Le titre, définissant dans le même temps l’angle d’étude choisi, du vingt-cinquième numéro de la revue Moyen-Orient, en dit long : « Libye de la révolution au chaos ». En effet, le numéro présente une société fragmentée, divisée et meurtrie par des acteurs qui sont paradoxalement les produits de la révolution et les destructeurs des espoirs qu’elle incarnait. A cette division de la société, s’empile une situation institutionnelle et politique coupée en deux, incarnée par deux Parlements et deux gouvernements, qui cristallise les fractures et les tensions de la « nouvelle Libye ».
En guise d’introduction, un entretien avec Sophie Pommier [1], réalisé par Guillaume Fourmont, rédacteur en chef de la revue Moyen-Orient et de Carto, pose un regard sur la diplomatie économique animant la région du Moyen-Orient. Il soulève ainsi, tout en rappelant la période délicate et alarmante de transition économique dans laquelle se trouvent les pays après les « printemps arabes », les principaux paradoxes qui lient enjeux diplomatiques et enjeux économiques entre les puissances occidentales et les organisations économiques internationales d’un côté, et les pays arabes de l’autre. A quelles puissances profite ce terrain économique meurtri, et quel secours peut être apporté dans ces pays - où les droits de l’homme et de la femme restent bafoués au nom de la sécuritocratie et de la révolution - sans rentrer en contradiction avec les valeurs promues par des puissances telle que la France [2] ?

◆ CONTENU DES DONNÉES

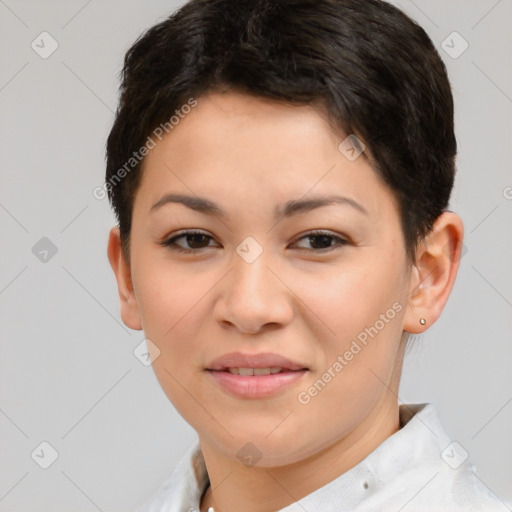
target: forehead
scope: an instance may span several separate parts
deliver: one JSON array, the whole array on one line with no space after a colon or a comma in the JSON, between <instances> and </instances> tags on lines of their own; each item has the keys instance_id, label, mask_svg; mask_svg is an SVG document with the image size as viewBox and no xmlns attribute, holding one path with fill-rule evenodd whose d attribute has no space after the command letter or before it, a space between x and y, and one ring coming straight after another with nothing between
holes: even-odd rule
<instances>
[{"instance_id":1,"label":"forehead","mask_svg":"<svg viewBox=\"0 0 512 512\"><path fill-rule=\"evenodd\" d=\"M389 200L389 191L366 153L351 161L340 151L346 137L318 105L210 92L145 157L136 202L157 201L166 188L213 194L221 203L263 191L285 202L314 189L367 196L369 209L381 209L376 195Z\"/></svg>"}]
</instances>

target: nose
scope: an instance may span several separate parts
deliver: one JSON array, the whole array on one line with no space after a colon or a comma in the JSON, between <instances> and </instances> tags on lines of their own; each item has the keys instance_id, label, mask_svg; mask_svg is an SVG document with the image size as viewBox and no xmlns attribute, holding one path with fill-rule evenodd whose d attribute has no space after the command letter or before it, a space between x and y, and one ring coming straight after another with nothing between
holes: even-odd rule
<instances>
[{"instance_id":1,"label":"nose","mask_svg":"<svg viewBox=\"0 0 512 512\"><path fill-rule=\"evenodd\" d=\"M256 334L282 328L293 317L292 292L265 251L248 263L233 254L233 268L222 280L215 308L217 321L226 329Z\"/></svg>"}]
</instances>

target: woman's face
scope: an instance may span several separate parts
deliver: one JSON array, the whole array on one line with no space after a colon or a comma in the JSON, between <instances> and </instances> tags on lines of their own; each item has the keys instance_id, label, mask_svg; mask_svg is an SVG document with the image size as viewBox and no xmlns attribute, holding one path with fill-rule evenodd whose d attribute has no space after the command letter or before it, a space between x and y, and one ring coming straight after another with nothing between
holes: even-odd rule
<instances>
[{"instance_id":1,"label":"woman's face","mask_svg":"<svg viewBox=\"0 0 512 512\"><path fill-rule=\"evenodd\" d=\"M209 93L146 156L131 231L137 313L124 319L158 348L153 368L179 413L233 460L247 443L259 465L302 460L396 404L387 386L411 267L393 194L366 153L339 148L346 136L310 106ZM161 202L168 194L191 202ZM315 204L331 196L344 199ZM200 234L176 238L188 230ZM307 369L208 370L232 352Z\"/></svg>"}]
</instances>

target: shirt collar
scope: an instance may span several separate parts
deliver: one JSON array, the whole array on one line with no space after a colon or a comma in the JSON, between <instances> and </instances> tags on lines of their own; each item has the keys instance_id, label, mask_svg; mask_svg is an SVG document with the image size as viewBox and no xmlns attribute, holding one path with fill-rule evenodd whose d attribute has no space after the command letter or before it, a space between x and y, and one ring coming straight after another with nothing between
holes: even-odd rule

---

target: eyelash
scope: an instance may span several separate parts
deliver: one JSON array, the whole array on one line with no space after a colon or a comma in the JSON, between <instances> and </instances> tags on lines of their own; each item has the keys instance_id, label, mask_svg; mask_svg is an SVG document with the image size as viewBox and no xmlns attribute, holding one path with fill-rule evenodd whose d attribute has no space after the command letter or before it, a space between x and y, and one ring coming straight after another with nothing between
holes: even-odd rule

◆ CONSIGNE ÉCRITE 1
D'après le texte sur la revue Moyen-Orient, quel titre porte son vingt-cinquième numéro ?
◆ CONSIGNE ÉCRITE 2
Poursuivez le texte sur le numéro de la revue Moyen-Orient consacré à la Libye à partir de sa dernière phrase.

◆ RÉPONSE ATTENDUE 1
« Libye de la révolution au chaos »

◆ RÉPONSE ATTENDUE 2
C’est en gardant à l’esprit cette situation économique, et les enjeux qui en découlent, que le dossier de la Libye peut être abordé. Celui-ci s’ouvre sur la question de la reconstruction étatique et institutionnelle du pays.
En effet, la chute de Kadhafi a paradoxalement permis de révéler des fractures encore plus graves, devenues intrinsèques à la société libyenne, incarnées par de nouveaux acteurs locaux qui exercent un pouvoir direct sur celle-ci et qui contribuent largement, par l’utilisation de la force et de la violence, à la situation d’impasse politique actuelle. Mais quels sont alors ces nouveaux acteurs ? En effet, les deux gouvernements ne sont que la surface d’un morcellement complexe dont chaque composant se dispute le pouvoir. Les élections de 2012 et de 2014 ont fait ressurgir l’influence des anciennes élites proches de Kadhafi qui se heurtent aux nouveaux acteurs politiques et militaires, à la fois acteurs et produits de la révolution. Ces deux pôles cherchent par le biais d’une course pour la légitimité, à dominer les institutions de transition du pays. Cette situation se complexifie d’autant plus que les divisons politiques fonctionnement à l’image d’une poupée gigogne. Au sein de ces deux entités : ancienne et révolutionnaire, des sous acteurs font leur apparition ou leur réapparition sur la scène politique, comme les islamistes, les Frères musulmans ou ceux que l’on appelle le « conseil de sages », composé pour la plupart des anciens représentants de la politique de Kadhafi.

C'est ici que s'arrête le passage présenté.